→ What is asked: Count the lines in the data below that contain the word "collar" and give only the number.

----

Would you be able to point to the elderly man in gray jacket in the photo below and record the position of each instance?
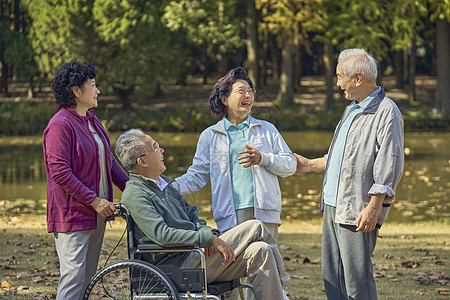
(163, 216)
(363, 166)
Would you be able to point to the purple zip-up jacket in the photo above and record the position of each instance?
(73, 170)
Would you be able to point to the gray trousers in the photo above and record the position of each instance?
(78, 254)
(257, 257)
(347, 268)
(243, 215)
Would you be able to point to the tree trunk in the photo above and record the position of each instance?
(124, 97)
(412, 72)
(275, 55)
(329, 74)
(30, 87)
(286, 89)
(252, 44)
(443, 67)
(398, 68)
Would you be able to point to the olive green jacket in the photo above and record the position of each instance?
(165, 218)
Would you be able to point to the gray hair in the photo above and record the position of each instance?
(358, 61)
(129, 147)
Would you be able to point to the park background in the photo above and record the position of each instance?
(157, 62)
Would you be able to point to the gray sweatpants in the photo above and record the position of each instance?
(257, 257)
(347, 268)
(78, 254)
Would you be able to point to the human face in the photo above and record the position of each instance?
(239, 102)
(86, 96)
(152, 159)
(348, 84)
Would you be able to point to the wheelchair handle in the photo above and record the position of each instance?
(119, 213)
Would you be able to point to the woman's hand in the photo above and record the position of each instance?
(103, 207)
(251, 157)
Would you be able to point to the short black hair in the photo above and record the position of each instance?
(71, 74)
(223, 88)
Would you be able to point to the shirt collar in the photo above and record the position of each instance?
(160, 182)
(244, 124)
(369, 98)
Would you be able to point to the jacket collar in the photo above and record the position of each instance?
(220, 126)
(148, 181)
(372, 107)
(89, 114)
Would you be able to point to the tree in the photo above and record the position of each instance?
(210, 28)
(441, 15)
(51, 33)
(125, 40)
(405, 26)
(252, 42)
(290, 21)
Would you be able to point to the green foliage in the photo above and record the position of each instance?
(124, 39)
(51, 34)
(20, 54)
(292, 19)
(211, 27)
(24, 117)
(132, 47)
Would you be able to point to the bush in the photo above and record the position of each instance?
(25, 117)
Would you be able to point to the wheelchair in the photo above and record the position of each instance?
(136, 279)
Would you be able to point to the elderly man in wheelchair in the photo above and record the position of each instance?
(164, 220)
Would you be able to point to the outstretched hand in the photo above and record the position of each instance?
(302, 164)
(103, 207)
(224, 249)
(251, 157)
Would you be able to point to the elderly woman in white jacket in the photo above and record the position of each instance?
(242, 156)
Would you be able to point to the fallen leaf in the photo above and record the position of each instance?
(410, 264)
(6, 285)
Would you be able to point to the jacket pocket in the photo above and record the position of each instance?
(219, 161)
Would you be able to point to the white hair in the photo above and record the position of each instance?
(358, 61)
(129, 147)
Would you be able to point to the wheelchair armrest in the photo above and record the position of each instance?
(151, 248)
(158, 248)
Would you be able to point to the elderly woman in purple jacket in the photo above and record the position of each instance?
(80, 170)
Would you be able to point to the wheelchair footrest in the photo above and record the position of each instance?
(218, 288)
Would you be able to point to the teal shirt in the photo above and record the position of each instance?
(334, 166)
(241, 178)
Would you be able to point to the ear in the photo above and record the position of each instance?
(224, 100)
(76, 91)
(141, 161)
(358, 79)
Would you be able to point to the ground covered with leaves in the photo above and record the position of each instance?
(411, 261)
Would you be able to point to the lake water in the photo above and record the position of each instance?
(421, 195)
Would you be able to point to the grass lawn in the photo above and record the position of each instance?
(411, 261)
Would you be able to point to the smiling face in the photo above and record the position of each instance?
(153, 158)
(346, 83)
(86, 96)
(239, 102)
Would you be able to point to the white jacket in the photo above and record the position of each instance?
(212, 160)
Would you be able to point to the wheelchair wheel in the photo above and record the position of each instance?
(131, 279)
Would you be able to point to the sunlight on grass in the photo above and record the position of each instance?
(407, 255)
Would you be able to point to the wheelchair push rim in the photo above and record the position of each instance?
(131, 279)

----

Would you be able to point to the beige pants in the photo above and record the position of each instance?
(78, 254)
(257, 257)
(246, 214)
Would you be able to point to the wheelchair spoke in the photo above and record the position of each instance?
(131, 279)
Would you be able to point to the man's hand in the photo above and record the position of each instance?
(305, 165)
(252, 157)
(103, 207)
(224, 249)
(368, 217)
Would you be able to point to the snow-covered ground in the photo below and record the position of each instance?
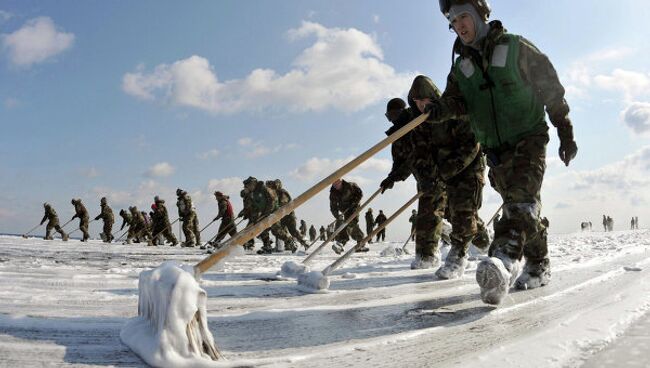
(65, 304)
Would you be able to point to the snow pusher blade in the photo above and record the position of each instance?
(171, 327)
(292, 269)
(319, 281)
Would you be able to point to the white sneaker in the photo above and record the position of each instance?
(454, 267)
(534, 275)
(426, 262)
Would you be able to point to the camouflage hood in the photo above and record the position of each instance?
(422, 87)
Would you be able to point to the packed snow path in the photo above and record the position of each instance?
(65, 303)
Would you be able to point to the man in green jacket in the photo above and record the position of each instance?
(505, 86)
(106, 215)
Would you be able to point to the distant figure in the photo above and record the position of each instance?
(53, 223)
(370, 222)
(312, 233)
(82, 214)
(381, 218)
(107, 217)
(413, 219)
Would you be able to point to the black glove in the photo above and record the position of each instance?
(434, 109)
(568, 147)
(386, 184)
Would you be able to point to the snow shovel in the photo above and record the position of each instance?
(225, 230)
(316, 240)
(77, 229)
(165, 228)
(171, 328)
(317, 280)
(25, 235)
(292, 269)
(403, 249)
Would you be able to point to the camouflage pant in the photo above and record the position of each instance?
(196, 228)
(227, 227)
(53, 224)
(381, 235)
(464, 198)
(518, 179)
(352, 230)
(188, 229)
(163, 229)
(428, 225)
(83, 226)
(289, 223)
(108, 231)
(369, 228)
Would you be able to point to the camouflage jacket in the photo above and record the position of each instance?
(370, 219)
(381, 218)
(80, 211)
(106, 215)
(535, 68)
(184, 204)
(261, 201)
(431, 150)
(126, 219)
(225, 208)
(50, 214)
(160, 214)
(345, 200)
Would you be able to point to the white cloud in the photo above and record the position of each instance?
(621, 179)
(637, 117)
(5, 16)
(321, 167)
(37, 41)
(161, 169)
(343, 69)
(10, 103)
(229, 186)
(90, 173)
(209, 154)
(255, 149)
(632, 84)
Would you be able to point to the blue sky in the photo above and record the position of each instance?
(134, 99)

----

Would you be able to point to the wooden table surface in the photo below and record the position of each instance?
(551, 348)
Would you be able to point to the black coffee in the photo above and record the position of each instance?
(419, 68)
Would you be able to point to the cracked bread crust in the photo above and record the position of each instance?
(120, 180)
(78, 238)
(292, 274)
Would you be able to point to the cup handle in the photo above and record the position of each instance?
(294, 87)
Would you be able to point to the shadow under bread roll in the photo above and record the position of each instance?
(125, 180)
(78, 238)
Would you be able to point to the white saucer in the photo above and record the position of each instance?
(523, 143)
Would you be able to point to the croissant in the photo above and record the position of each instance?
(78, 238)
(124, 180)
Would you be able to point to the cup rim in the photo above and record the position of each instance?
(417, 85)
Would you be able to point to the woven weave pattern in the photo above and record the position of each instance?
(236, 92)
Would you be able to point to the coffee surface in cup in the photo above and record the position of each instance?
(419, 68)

----

→ Worked solution: 2